Given problem
Please copy out the part that opens with the very first line and closes with the line containing "<point>210,87</point>", both included, scaling every point coordinate in the answers by 1.05 and rounding to whole numbers with halves rounded up. Leave the request lines and their sample points unchanged, and omit the pictures.

------ Task data ------

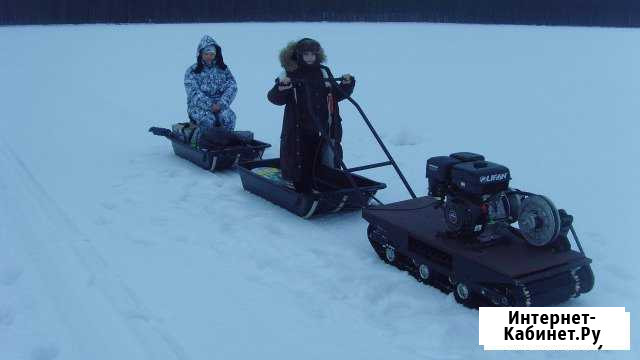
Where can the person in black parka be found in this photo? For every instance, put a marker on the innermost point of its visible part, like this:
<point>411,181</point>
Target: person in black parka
<point>311,108</point>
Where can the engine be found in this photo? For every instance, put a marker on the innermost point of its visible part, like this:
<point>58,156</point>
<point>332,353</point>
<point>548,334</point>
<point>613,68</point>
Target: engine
<point>475,197</point>
<point>475,192</point>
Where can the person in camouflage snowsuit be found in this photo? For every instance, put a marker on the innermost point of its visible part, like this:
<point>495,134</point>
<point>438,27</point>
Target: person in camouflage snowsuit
<point>210,87</point>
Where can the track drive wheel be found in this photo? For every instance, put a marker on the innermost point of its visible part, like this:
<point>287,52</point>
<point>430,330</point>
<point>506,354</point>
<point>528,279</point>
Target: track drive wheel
<point>465,295</point>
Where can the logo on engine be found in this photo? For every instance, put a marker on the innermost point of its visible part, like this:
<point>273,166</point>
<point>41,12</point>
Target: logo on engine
<point>492,178</point>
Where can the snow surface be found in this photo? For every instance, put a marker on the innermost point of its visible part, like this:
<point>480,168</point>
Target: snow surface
<point>114,248</point>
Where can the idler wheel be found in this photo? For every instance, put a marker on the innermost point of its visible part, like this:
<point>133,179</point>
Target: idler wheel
<point>465,296</point>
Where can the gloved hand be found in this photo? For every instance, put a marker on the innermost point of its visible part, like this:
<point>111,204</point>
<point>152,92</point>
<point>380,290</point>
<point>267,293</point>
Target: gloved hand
<point>284,84</point>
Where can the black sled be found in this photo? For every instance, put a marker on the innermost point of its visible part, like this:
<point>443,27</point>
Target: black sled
<point>218,157</point>
<point>460,239</point>
<point>336,189</point>
<point>334,192</point>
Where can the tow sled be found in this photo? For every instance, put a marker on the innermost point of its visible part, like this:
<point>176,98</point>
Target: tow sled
<point>333,194</point>
<point>460,238</point>
<point>336,189</point>
<point>242,148</point>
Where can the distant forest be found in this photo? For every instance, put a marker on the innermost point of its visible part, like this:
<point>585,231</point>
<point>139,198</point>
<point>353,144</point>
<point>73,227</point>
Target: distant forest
<point>614,13</point>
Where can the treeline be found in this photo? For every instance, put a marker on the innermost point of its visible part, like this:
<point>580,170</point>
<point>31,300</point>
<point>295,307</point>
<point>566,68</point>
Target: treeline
<point>618,13</point>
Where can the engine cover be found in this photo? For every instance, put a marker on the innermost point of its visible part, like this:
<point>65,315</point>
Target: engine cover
<point>480,177</point>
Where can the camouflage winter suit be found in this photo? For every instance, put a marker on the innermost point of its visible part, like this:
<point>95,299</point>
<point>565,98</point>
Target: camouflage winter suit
<point>214,85</point>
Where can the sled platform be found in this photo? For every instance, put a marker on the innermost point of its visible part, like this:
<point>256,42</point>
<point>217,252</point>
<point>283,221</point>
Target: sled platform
<point>509,272</point>
<point>218,159</point>
<point>334,191</point>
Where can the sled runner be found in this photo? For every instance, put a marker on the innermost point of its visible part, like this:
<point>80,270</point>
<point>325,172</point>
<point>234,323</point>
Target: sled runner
<point>334,191</point>
<point>216,158</point>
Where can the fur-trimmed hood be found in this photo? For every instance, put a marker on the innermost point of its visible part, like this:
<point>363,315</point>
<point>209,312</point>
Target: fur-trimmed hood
<point>288,59</point>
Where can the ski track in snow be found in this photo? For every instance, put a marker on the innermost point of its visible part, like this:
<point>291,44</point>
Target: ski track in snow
<point>156,341</point>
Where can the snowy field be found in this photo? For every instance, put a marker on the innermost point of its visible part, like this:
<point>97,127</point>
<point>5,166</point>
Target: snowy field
<point>111,247</point>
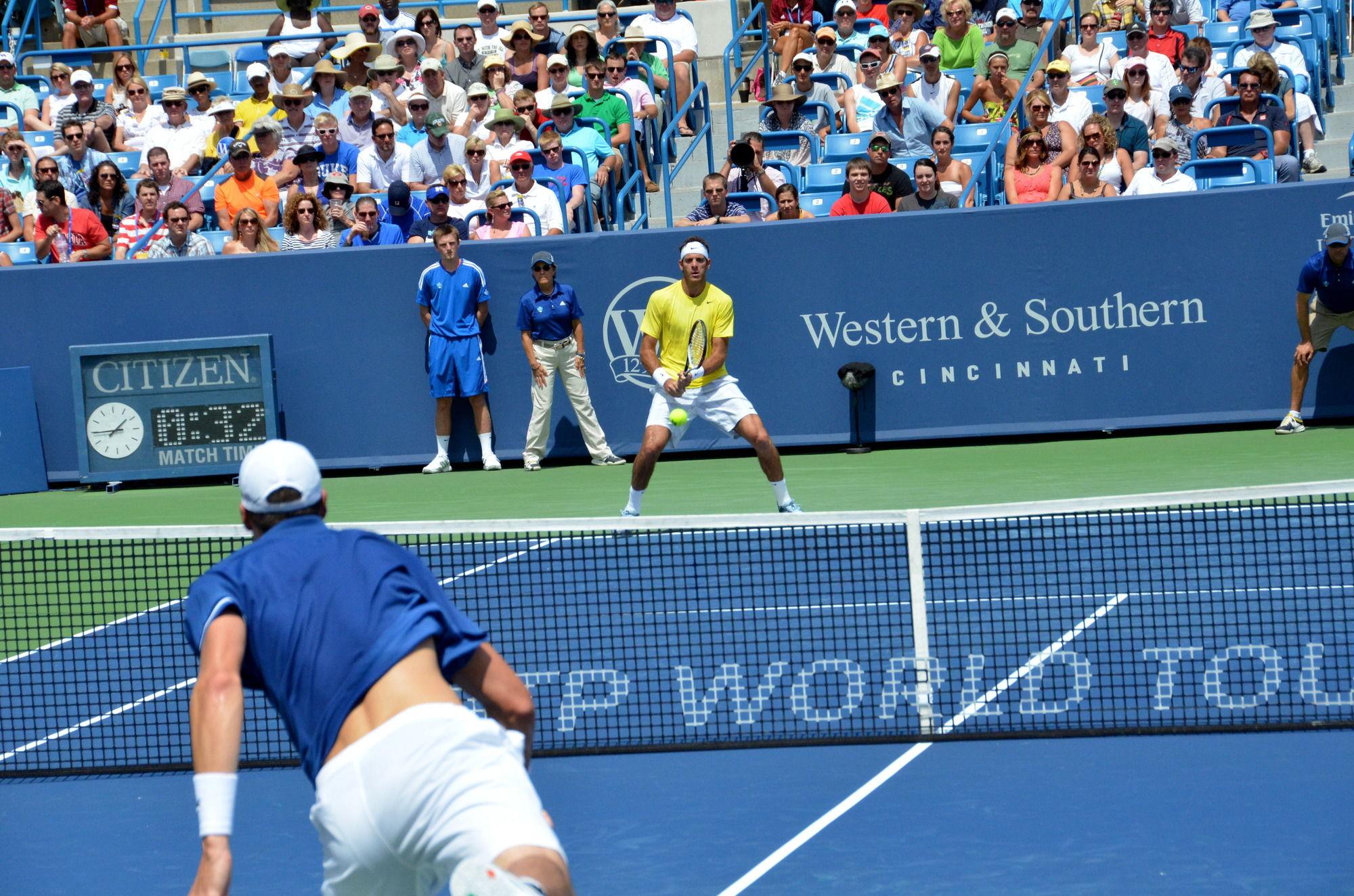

------

Result
Where can the person in black parka be found in this photo? For every instance, put a marker on the innermost point of its visible part, like this:
<point>411,181</point>
Target: person in black parka
<point>327,113</point>
Where can the engine be found in this photo? For every instance, put a marker on the innermost point of its visible part, like this:
<point>58,156</point>
<point>332,353</point>
<point>548,334</point>
<point>613,68</point>
Target: engine
<point>499,207</point>
<point>499,202</point>
Where can the person in camouflage snowsuit be found in this photo? For every instance, put a marker on the innermost point of its visible part, like this:
<point>495,134</point>
<point>438,27</point>
Target: person in camouflage snowsuit
<point>221,91</point>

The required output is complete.